**** Record excerpts ****
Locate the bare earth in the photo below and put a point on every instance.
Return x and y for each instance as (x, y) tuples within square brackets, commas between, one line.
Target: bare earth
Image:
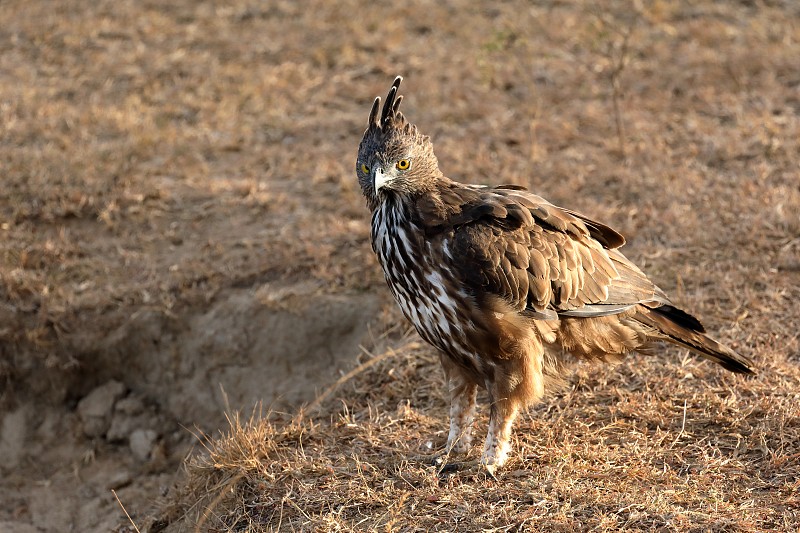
[(182, 236)]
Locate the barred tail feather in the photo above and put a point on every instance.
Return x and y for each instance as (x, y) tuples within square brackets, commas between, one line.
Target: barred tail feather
[(681, 328)]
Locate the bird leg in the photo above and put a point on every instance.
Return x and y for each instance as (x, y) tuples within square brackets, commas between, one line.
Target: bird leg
[(502, 413), (462, 410)]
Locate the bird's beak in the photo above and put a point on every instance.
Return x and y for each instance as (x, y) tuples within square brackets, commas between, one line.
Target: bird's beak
[(381, 179)]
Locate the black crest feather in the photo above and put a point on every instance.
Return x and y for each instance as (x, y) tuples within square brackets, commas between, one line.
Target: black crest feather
[(389, 114)]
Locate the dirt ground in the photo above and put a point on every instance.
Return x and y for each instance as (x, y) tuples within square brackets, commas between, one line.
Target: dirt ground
[(182, 236)]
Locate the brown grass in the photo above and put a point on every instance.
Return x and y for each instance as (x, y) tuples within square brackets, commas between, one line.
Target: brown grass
[(153, 154)]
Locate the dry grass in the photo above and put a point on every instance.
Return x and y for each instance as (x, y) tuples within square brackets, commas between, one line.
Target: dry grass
[(692, 450), (154, 154)]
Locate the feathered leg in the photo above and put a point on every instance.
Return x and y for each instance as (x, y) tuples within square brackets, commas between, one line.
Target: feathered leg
[(462, 408), (502, 413)]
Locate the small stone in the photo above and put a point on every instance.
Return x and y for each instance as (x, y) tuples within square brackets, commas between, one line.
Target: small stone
[(121, 427), (142, 442), (118, 480), (96, 407), (132, 405)]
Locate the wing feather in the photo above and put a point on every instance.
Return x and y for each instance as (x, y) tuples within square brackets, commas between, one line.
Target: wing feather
[(535, 255)]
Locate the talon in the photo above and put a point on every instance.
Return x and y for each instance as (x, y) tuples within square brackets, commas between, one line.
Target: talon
[(456, 466)]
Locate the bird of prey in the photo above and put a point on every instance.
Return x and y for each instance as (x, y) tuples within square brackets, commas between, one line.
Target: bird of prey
[(504, 283)]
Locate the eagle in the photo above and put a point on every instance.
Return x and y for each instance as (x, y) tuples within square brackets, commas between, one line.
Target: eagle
[(507, 286)]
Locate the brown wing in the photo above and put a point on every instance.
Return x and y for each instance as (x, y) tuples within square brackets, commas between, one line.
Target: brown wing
[(540, 258)]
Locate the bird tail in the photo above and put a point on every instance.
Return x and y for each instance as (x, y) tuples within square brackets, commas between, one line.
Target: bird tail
[(679, 327)]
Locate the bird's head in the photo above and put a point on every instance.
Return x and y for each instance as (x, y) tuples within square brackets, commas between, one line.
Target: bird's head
[(393, 157)]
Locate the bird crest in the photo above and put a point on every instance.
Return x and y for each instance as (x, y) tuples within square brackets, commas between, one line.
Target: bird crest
[(390, 117)]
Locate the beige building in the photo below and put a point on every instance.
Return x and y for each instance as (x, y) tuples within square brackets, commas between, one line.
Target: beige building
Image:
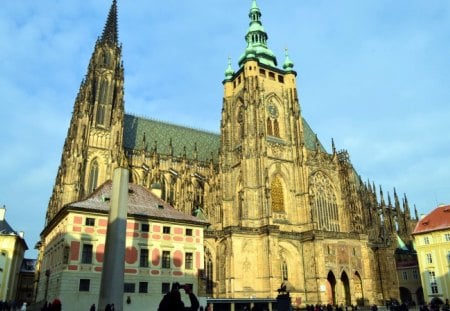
[(12, 250), (163, 246), (432, 242), (410, 284), (281, 207)]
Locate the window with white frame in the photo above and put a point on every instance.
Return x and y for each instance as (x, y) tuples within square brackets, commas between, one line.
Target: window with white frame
[(143, 259), (189, 261), (405, 275), (415, 274), (447, 237), (166, 260), (429, 258), (86, 255), (433, 283)]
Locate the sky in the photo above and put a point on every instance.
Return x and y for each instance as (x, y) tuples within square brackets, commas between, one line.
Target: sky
[(373, 75)]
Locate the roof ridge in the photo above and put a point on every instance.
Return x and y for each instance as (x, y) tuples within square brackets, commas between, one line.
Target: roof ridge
[(171, 123)]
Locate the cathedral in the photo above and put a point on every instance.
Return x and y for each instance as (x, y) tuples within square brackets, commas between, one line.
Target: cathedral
[(280, 208)]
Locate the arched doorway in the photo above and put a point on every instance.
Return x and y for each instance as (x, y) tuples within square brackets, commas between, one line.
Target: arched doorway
[(358, 289), (419, 296), (331, 288), (346, 289), (405, 295)]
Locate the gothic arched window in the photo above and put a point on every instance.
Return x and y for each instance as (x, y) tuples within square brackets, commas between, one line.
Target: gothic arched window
[(276, 128), (325, 210), (277, 195), (284, 271), (240, 120), (93, 176), (101, 102), (269, 127)]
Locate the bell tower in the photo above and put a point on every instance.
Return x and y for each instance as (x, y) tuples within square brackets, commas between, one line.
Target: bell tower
[(262, 136), (93, 146), (262, 169)]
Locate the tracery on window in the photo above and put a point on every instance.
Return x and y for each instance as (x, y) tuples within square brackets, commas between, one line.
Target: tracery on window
[(277, 195), (269, 127), (284, 270), (102, 102), (276, 128), (325, 210), (93, 176), (240, 120)]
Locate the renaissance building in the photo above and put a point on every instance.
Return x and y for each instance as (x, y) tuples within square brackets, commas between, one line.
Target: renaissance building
[(280, 207)]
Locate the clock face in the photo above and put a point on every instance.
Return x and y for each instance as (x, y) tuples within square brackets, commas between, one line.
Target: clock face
[(272, 110)]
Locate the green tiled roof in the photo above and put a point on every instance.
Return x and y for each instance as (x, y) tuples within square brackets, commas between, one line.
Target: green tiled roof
[(135, 127), (207, 142)]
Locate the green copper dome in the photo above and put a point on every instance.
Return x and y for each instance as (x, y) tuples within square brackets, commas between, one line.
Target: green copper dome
[(288, 64), (229, 72), (256, 38)]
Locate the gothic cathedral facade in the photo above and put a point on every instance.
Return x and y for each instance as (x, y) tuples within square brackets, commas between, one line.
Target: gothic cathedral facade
[(281, 208)]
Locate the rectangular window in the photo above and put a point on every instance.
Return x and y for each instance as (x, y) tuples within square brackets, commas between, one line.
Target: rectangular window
[(447, 237), (129, 287), (189, 261), (145, 227), (433, 282), (415, 274), (165, 288), (84, 285), (143, 287), (89, 221), (143, 261), (66, 254), (166, 260), (405, 275), (86, 255)]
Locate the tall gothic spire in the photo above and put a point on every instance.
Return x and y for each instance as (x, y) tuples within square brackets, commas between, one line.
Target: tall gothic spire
[(256, 38), (110, 32)]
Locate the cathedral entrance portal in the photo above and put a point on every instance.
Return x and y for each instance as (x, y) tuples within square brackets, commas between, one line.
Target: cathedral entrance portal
[(343, 296), (358, 289), (331, 288)]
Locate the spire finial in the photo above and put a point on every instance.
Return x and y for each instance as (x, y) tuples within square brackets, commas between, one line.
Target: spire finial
[(110, 32), (256, 38), (229, 72), (288, 64)]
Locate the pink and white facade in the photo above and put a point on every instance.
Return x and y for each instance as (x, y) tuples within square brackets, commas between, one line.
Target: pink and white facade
[(162, 246)]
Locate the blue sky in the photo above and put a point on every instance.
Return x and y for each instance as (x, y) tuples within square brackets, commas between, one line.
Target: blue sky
[(373, 75)]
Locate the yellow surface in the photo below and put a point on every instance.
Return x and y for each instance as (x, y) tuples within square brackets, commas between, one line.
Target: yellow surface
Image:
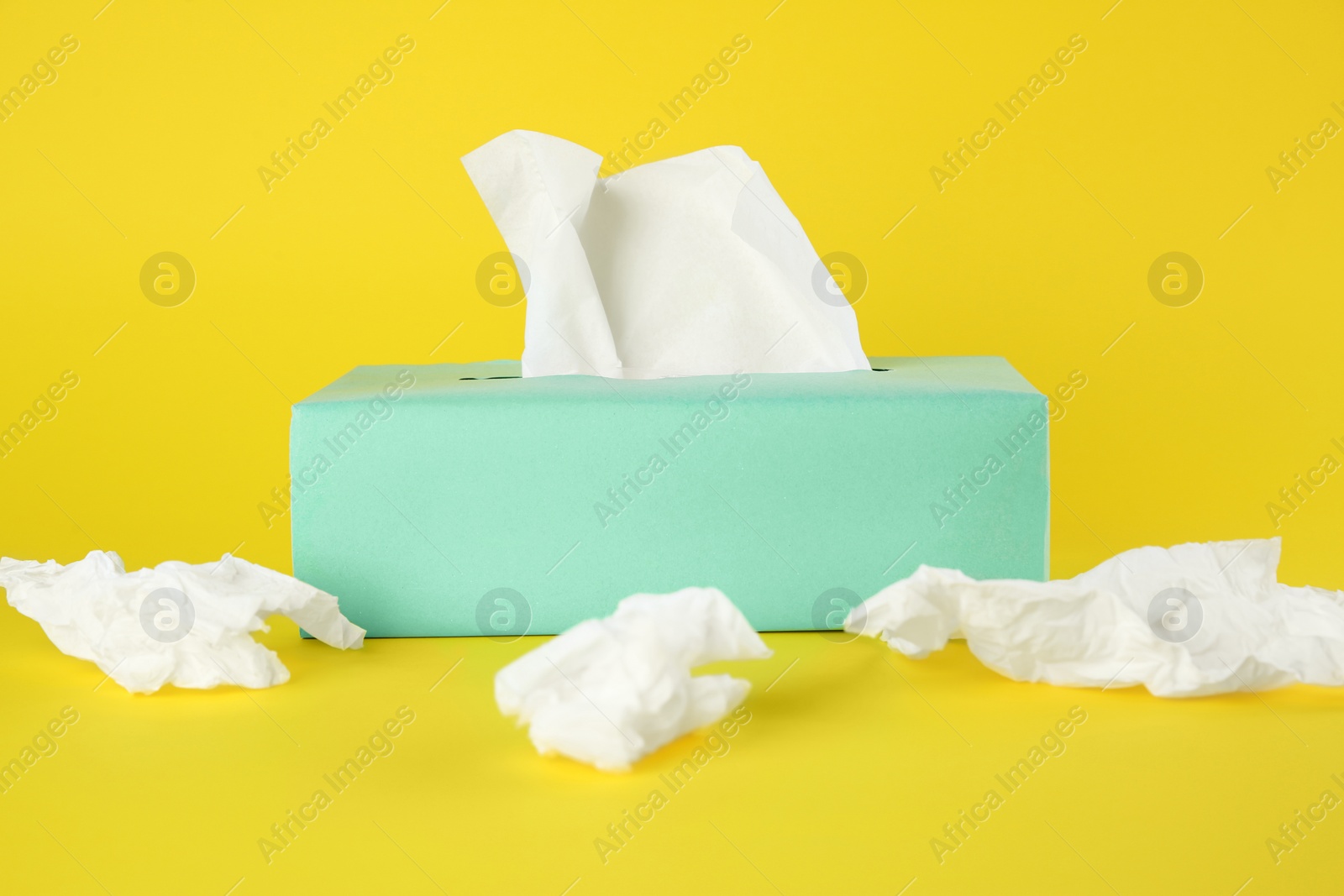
[(1193, 419)]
****
Change every "Locate" to "Find" throughout the items above and give all their lines again with nothing else altered. Omit the pictures from your output.

**Result of the exercise:**
Find the bare earth in the photo below and put a point on every instance.
Return x and y for each instance as (x, y) tuples within square brackets, commas between, one line.
Target: bare earth
Image:
[(182, 236)]
Find the barred tail feather in the photo above and put a point on every instance.
Return x and y for each instance as (x, y) tuples within square brackets, commas between, one line.
Target: barred tail feather
[(681, 328)]
Find the bird leg in the photo above and put a point on every instance.
Return x and y for each instance as (x, y) tuples within square brackets, commas between, one line.
Target: bird leg
[(502, 413), (462, 410)]
Find the bird's beak in the photo above and put a point on every instance.
Return x and y for each instance as (x, y) tuples within square brackets, commas between, one line.
Target: bird's beak
[(381, 179)]
Find the black crest feather in the photo above and put a point on every instance.
Return x and y for each instance as (x, y) tuples within square brackets, commas between, one line.
Target: black crest feather
[(389, 114)]
Find the dirt ground in the photo above and put a point on every instance.
Return x and y for each instance as (x, y) tuples within square brackets, commas between, one line.
Target: dirt ground
[(182, 236)]
Find the brown grass in the photo above and put a point on every instance.
Return x and y for each instance as (x, y) tuples within square brackets, commas between, one line.
Target: brown grass
[(153, 154)]
Find the dry grass in the photo above and put a point on every instance.
Return x and y for each instance as (x, y) tuples within square brackets, commas between, one line.
Target: dry grass
[(692, 450), (154, 154)]
Find the feathered leg in the photo above and put a point on every instance.
Return x and y for each instance as (x, y) tuples within square brackets, commas between, one line.
Target: feathered leg
[(462, 408), (502, 413)]
Find the small stone in the photo above and put a point on every instance.
Return x and y for each instance as (x, y) tuples within square brackets, commas between, one line.
Target: small stone
[(121, 427), (142, 442), (118, 480), (96, 407), (132, 405)]
Find the wing feather in the photo above and put a point on every instance.
Return x and y for each instance as (x, y) tuples within square brackets, commas between, one line.
Target: wing feather
[(535, 255)]
Find the talon in the photo above and put a point on every instance.
Return x and y for each instance as (x, y) tuples within square brackets, commas between, one line.
Target: talon
[(456, 466)]
Find the bird of prey in the photo above and put a point on every instance.
Return x and y for each instance as (x, y) tuples within square brackets, commas between, one line.
Target: bird of prey
[(504, 283)]
Find the eagle in the photo above and put a point on every instance.
Return x and y for each instance as (x, y) tuples within square brackets, commas between, one line.
Target: eagle
[(507, 286)]
Find the brown wing in the photo above and put a point on every instance.
Return x and y for each instance as (x, y) tuples within square brackets, commas between, one line.
Target: brown wing
[(540, 258)]
Find the bird tail in the photo above and put a point on every instance.
Return x and y for each instance as (x, y) tuples within square brackets, commas between, one line.
Target: bird tail
[(679, 327)]
Find the bird's head in the photo above and put a point on every instance.
Return x and y for each instance as (x, y) tuples within square brackets, commas between, one line.
Target: bird's head
[(393, 157)]
Find the bird crest in the photo above and put a point on every instance.
Return x and y for each instance as (x, y) tuples within square brackets, commas between, one line.
Target: bird crest
[(390, 117)]
Find the beige building in the photo below and put a point on every instance.
Return x and y for each instance as (x, y) tuples within square brackets, commas between, one line.
Target: beige building
Image:
[(12, 250), (163, 246), (432, 242), (410, 284), (281, 207)]
Find the window with white frame in the photo above and put a point on every instance.
Return x and y for each instance as (x, y) tuples within square brackets, commas between, one line.
Target: window with white frame
[(143, 259), (189, 261), (405, 275), (415, 274), (447, 237), (166, 260), (429, 258), (86, 255), (433, 283)]
Find the sky in the photo above and put a point on every instance.
Return x and y for each instance as (x, y) tuples within square brackets, commas between, one line.
Target: sky
[(373, 75)]
Find the roof ridge in the photo above and put a point on every instance.
Return x and y for each instance as (x, y) tuples within square brackets, commas between, one line.
Target: roof ridge
[(171, 123)]
Find the cathedral in the photo above and put a point on every instance.
Return x and y for each instance as (x, y) tuples within square brackets, commas between, one line.
Target: cathedral
[(280, 208)]
Find the arched doorway in the photo above and put a point on every instance.
Return x and y for each instance as (x, y) tuples within square brackets, commas between, one line.
Target: arched doorway
[(358, 289), (419, 296), (331, 288), (346, 289), (405, 295)]
Find the gothic arched window in the photo above and put a point on every instance.
Return x and y for each instance as (x, y) tuples within square brackets, commas between, one line.
Target: gothic arched window
[(276, 128), (325, 210), (277, 195), (284, 271), (240, 120), (93, 176), (101, 102), (269, 127)]
Find the bell tower in the photo above and put a point on every instance.
Return x and y for each instance as (x, y) tuples within square brackets, commas between, one line.
Target: bell tower
[(262, 136), (93, 146), (262, 169)]
Find the tracery on window in the photo above and put a point on every instance.
Return x and y for each instance as (x, y) tuples within square brackets, commas between, one line.
Target: tracery on window
[(277, 195), (269, 127), (284, 270), (102, 102), (276, 128), (325, 210), (93, 176), (240, 120)]
Find the renaissance building in the photo above and put a point on every instance.
Return x and y for each instance as (x, y) tuples within square brackets, commas between, one line.
Target: renaissance building
[(280, 207)]
Find the clock face in the photo above and put a point on every instance.
Return x and y for each instance as (x, y) tuples within square brackets, commas between, one line.
Target: clock face
[(272, 110)]
Find the green tiled roof in the photo above and put a point on every instance.
Return x and y for each instance as (x, y) tuples within square brackets, commas between, one line.
Target: green tiled roof
[(135, 127), (207, 142)]
Find the green copper dome in the photo above and put a point on every instance.
Return x and y for each instance as (x, y) tuples within square brackets, commas between, one line.
Target: green copper dome
[(288, 64), (229, 72), (256, 38)]
Find the gothic cathedral facade in the photo above and put a point on every instance.
Return x and y for each instance as (x, y) tuples within square brackets, commas between, one line.
Target: gothic cathedral facade
[(281, 208)]
Find the rectangular window in the photo above and put a point on every instance.
Return x and y for each instance as (x, y) tuples within square brackets, commas between, one line.
Target: rectangular window
[(447, 237), (129, 287), (189, 261), (145, 227), (433, 282), (415, 274), (165, 288), (84, 285), (143, 287), (89, 221), (143, 261), (66, 254), (166, 260), (405, 275), (86, 255)]
Find the tall gothic spire in the photo above and put a point on every instance.
Return x and y for each instance as (x, y) tuples within square brackets, commas between, one line.
Target: tall gothic spire
[(256, 38), (110, 32)]
Find the cathedral entrance portal in the photo above and put a point on every instance.
Return x and y for each instance as (x, y) tuples within square brackets, commas between, one line.
Target: cathedral entrance portal
[(343, 296), (358, 289), (331, 288)]
Find the spire finial in the photo above and put a point on every instance.
Return x and y for each instance as (x, y) tuples within square brackets, commas between, one line.
Target: spire finial
[(110, 32), (256, 38), (229, 72), (288, 64)]
Find the pink and white facade in the photo above and put a point on every instance.
Return x and y for each instance as (x, y) tuples within square brackets, commas between, one line.
Target: pink and white facade
[(162, 246)]
Find the blue sky in the photo above and put a point on every instance.
Return x and y for each instance as (x, y) tuples within square brackets, commas between, one line.
Target: blue sky
[(373, 75)]
Find the yellow surface in the photo below and put a point on every instance.
Return x and y for each instance as (x, y) tuples within square brackets, commas between, one line.
Target: yellow surface
Image:
[(1193, 419)]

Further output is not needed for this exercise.